▶ _Tâches à réaliser_
(1) Relevez tous les noms de lieux mentionnés dans le texte sur les jeunes filles du site.
(2) Poursuivez, s'il vous plaît, le texte sur les jeunes filles du site à partir de sa dernière phrase.

▶ _Texte fourni_
-*-*-

Garder le moral même si certaines personnes les regardent d’un autre œil. « Les gens ont une mauvaise image de nous, ils nous appellent « 2e Matata ». Ils disent que nous sommes le 2e  groupe de filles qui se vendent au Matata (NDLR : nom d’un maquis situé dans le quartier Dapoya, à Ouagadougou ).  Mais ils se trompent. Nous ne sommes pas dans les bêtises. On ne reçoit pas de propositions venant d’hommes ici. Entre nous les filles et les garçons du site, nous sommes devenus des frères et sœurs. Nous n’avons pas la tête à cela », raconte-elle avec un pincement au cœur, la tête recouverte de niqab.

Quant à Sandrine venue de son Zorgho natal, il y a de cela 6 mois, elle reconnait que la situation n’est pas facile. Les cheveux coiffés et habillée en jogging et maillot noir, Sandrine a les allures d’un « garçon raté ». Elle fonde l’espoir que les dieux seront avec elle afin qu’elle puisse défendre la patrie. « Mon plus grand souhait est d’être recrutée mais si on ne me recrute pas, je vais rentrer », dit-elle d’un ton un peu triste. S’agissant de la gestion de ses menstrues, l’ancienne élève de 4e indique que sa famille lui envoie quelques rares fois de l’argent. « Dans cet argent, il arrive que j’achète mon coton mais quand ça finit et que je n’ai pas d’argent, j’utilise les morceaux de pagne », confesse-t-elle. « Où étales-tu tes morceaux de pagne alors ? « Sur mon sac », nous répond-elle. Mais avec ces garçons qui vivent avec vous, vous n’avez pas honte d’étaler vos morceaux de pagne ? demandons-nous. « On a honte mais on va faire comment ? », répond-elle en souriant.

-*-*-

▶ _Documents sources_
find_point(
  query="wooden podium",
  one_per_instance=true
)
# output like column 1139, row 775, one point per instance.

-*-*-

▶ _Réponses par item_
(1) Matata, Dapoya, Ouagadougou, Zorgho

(2)
 

« Si je me lave ce soir, j’attends le lendemain soir pour me laver », affirme Sophie

 

Présente sur les lieux il y a seulement deux mois, Sophie, les 23 ans bien sonnés et de petite taille, affirme n’avoir pour l’instant pas encore utilisé de morceaux de pagne mais elle n’exclut tout de même pas de le faire si les serviettes hygiéniques en sa possession venaient à finir.

« Pour se laver, il faut débourser 50 F CFA, pour uriner c’est la même chose. Donc moi je ne me lave que les soirs. Si je me lave ce soir, j’attends le lendemain soir pour me laver. Pour l’instant, j’utilise les serviettes hygiéniques mais si ça finit et que je n’ai pas d’argent pour en acheter, je vais utiliser des morceaux de pagne », raconte la candidate, mère d’un enfant et originaire de Boromo. A l’en croire, la période des menstrues est un moment «  très difficile, où tu n’es pas à l’aise », mais il faut faire avec. Elle dit fonder l’espoir qu’elle sera recrutée VDP car, selon ses propos, son rêve a toujours été de porter « la tenue ».

Interrogés sur leur cohabitation avec les filles sur ce site à ciel ouvert, certains jeunes garçons ont laissé entendre qu’il n’y a aucun problème en ce sens. « Nous sommes devenus comme des frères et sœurs. Il n’y a aucun problème entre les filles et nous », clament-ils. Se prononçant sur  la question des menstrues des filles, Karim (nom d’emprunt) estime que c’est un « phénomène naturel » propre à la gent féminine, qu’il faut respecter.

 Malgré donc leurs conditions de vie difficiles, les candidates rencontrées sont loin de se décourager. Mieux, elles gardent le secret espoir d’intégrer les rangs des VDP, toute chose qui leur fera oublier la galère vécue à la Place de la nation.

 Colette DRABO

 

Des candidats impatients d’aller au front

« Ils n’ont qu’à avoir pitié et venir nous recruter maintenant »

 Lors de nos échanges avec les filles, deux jeunes garçons demandent à s’exprimer également dans notre micro. Mais lorsque nous lui avons fait comprendre que nos conversations ne concernaient que les filles, ils lancent ceci : « Tantie, dites à IB que nous là, on le soutient.  Nous voulons aller défendre notre pays, ils n’ont qu’à venir nous prendre, former et on va aller au front. On est prêt pour ça. Actuellement, le froid nous tape fort, mais on est là, on ne bouge pas.  Ils n’ont qu’à avoir pitié et venir maintenant nous recruter ».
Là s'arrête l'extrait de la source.